=== Texte ===

Les JO de Los Angeles 1984 vus par Bernard Bregeon
Né en 1962 à Suresnes (Hauts-de-Seine), licencié à l’Athlétic Club de Boulogne-Billancourt (ACBB), membre de l’équipe de France de course en ligne de 1982 à 1992, Bernard Bregeon aura marqué notre histoire par sa personnalité et ses brillants résultats.
DEUX MÉDAILLES OLYMPIQUES AUX JO DE LOS ANGELES…
Ma carrière sportive a débuté bien avant 1982, dès junior et jeune sénior, je dirais que c’est 15 années de mon existence. J’ai eu deux carrières sportives différentes, une carrière attachée à mon club (Athletic Club de Boulogne Billancourt) et une autre avec l’équipe de France. J’ai été très attaché à mon club où nous vivions des moments de convivialité et de joie, où la compétition était source de grand plaisir. À côté, il y avait l’équipe de France tournée vers la performance et la recherche de résultat. Ce sont deux carrières distinctes mais complémentaires.

=== Jeu de données ===

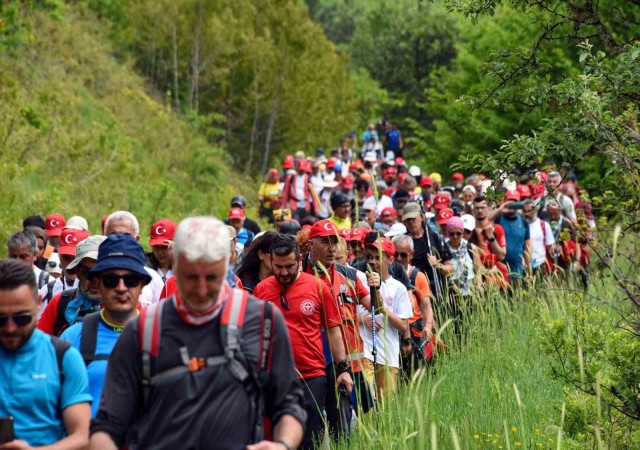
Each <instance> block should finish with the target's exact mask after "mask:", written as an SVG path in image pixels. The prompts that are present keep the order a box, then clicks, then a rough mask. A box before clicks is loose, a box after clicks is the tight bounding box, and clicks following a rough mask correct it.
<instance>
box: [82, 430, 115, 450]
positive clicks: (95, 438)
mask: <svg viewBox="0 0 640 450" xmlns="http://www.w3.org/2000/svg"><path fill="white" fill-rule="evenodd" d="M89 450H118V447H117V446H116V444H115V442H113V440H112V439H111V436H109V435H108V434H107V433H105V432H104V431H98V432H97V433H94V434H92V435H91V440H90V442H89Z"/></svg>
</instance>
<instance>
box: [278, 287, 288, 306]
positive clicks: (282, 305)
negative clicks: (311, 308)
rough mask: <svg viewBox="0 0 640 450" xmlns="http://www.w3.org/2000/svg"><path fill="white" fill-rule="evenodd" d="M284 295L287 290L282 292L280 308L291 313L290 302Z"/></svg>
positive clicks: (281, 294)
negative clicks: (280, 306)
mask: <svg viewBox="0 0 640 450" xmlns="http://www.w3.org/2000/svg"><path fill="white" fill-rule="evenodd" d="M284 293H285V289H282V291H280V306H282V309H285V310H287V311H289V300H287V297H285V296H284Z"/></svg>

===

**Consigne**
Dans le témoignage de Bernard Bregeon, pourquoi ses deux carrières sportives sont-elles qualifiées de distinctes ? Répondez en une à trois phrases. Les items ne sont pas utiles ici.

**Zone de réponse**
Au club, il vivait des moments de convivialité et de joie, et la compétition était source de grand plaisir. L'équipe de France, elle, était tournée vers la performance et la recherche de résultat.